EXTRACT PROVIDED
::::::::

The shifting sands
“A canvas is defined by its edges. We refer to it by it’s shape. A beach is exactly the same, but the edges are always moving.”
Cornwall-based artist Tony Plant is renowned for creating vast works on beaches, all of which rely on their environment to determine how long they will feature. Inevitably, they are washed away by the tide. He later transposes each of these pieces into partner paintings made in his studio, which further highlight these themes and how nature and art come together. His work is a wonderful celebration of the ever-changing coastal environment and a reminder that impermanence can be treasured.
Oceanographic Magazine (OM): What connects you with the ocean?

::::::::

[Pointing records]
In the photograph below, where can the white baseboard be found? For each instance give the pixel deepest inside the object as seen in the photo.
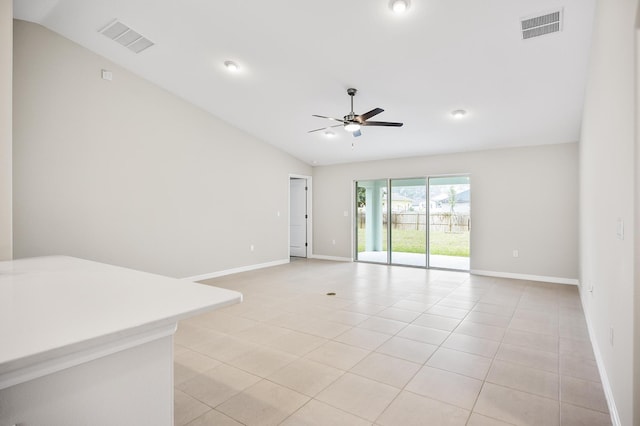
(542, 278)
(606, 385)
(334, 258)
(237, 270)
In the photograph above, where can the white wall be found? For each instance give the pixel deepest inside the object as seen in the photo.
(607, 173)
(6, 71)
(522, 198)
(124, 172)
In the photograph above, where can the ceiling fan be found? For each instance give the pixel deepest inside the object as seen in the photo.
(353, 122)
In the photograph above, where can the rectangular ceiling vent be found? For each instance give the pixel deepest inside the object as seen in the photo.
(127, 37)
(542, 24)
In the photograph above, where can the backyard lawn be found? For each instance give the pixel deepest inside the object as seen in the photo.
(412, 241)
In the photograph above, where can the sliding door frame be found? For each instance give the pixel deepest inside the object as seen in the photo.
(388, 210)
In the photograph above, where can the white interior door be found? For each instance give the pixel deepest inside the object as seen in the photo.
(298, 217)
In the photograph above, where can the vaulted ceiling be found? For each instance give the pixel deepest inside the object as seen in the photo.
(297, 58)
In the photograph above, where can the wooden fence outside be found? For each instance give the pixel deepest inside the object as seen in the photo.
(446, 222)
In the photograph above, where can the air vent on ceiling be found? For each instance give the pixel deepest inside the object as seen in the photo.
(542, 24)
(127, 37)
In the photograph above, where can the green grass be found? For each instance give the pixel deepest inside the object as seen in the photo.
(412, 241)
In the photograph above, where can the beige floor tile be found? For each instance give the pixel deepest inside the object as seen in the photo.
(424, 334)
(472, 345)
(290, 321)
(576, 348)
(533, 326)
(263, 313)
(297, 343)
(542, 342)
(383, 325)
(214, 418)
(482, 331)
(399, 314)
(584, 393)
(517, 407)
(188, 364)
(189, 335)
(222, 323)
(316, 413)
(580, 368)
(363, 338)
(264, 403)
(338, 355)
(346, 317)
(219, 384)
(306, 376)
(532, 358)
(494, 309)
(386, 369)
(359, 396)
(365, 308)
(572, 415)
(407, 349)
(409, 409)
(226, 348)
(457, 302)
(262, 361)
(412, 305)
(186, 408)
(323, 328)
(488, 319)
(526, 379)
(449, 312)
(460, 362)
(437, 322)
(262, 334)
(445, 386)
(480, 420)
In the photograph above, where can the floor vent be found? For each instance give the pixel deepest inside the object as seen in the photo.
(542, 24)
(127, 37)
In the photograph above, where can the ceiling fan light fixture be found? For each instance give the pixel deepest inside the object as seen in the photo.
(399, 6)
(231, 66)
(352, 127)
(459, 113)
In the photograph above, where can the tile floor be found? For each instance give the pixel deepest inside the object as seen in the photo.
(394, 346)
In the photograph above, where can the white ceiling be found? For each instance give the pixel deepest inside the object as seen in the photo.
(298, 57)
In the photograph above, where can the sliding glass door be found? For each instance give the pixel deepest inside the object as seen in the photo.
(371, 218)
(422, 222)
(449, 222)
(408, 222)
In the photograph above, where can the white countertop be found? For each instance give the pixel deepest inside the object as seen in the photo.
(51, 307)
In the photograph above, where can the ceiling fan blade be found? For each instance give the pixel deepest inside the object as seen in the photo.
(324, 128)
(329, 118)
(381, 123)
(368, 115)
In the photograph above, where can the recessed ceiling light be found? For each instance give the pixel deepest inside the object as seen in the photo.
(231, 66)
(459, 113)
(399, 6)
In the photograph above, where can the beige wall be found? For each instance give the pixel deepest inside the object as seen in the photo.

::::::::

EXERCISES
• a. In the interview with artist Tony Plant, what ultimately happens to the works he creates on beaches?
• b. Pick up the interview with Tony Plant at the point where it stops, continuing directly after its final line.
The data above are separate material and bear no relation to the interview with Tony Plant.

SOLVED TASKS
• a. They are washed away by the tide.

• b.
Tony Plant (TP): I’ve been wondering that myself recently because it’s been going on for so long, what exactly was it at the start? I grew up on the south coast of Cornwall and now I live on the north coast, so in effect I’ve travelled all around the world but moved less than 30 miles, from the English Channel to the North Atlantic. Growing up on a coast, as I did, means spending a lot of time looking at a horizon, a hard line, over which practically anything can arrive, disappear and reappear – people included. It pays to get down to the beach early and to stay late. It pays to check everywhere twice. Then there are the tides, two a day, every day, forever. Where the sea meets the land, that proximity of horizon feeds the imagination. I’ve surfed for nearly 50 years now (but if you saw me surfing you’d never know it, I’m sure I’m getting worse). Way back then, I did everything my father did – he played water polo, swam, dived and surfed, he taught me to read a weather map, to predict if/when or where the surf will arrive, where the next weather might hit. So my shared love of the sea came from my parents.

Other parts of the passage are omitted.